----- Exercise inputs -----
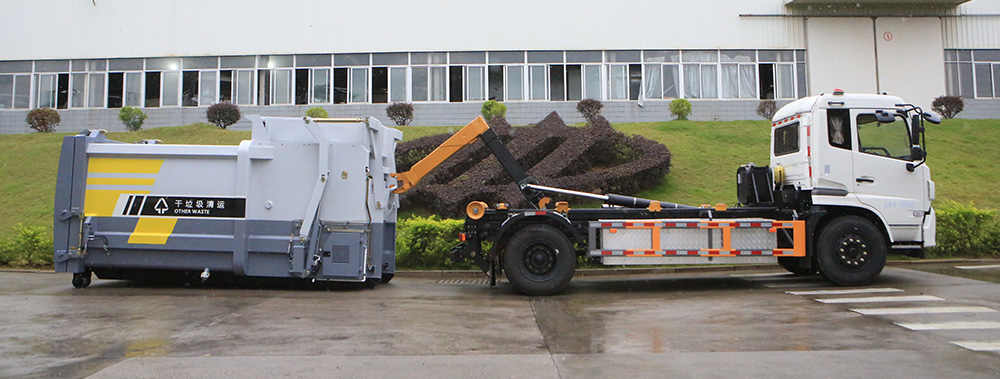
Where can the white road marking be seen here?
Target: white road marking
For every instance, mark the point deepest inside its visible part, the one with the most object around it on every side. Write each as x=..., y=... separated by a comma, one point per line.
x=764, y=275
x=843, y=292
x=919, y=310
x=976, y=267
x=879, y=299
x=789, y=278
x=798, y=285
x=979, y=345
x=952, y=325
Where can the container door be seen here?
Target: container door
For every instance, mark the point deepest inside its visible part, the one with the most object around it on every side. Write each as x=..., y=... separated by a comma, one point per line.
x=343, y=256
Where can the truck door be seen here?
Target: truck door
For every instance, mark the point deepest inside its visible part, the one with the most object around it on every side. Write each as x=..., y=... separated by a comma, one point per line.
-----
• Task goal: Copy out each line of the entries that holds "white".

• Output for this exercise:
Where can the white road marking be seen here?
Target: white road marking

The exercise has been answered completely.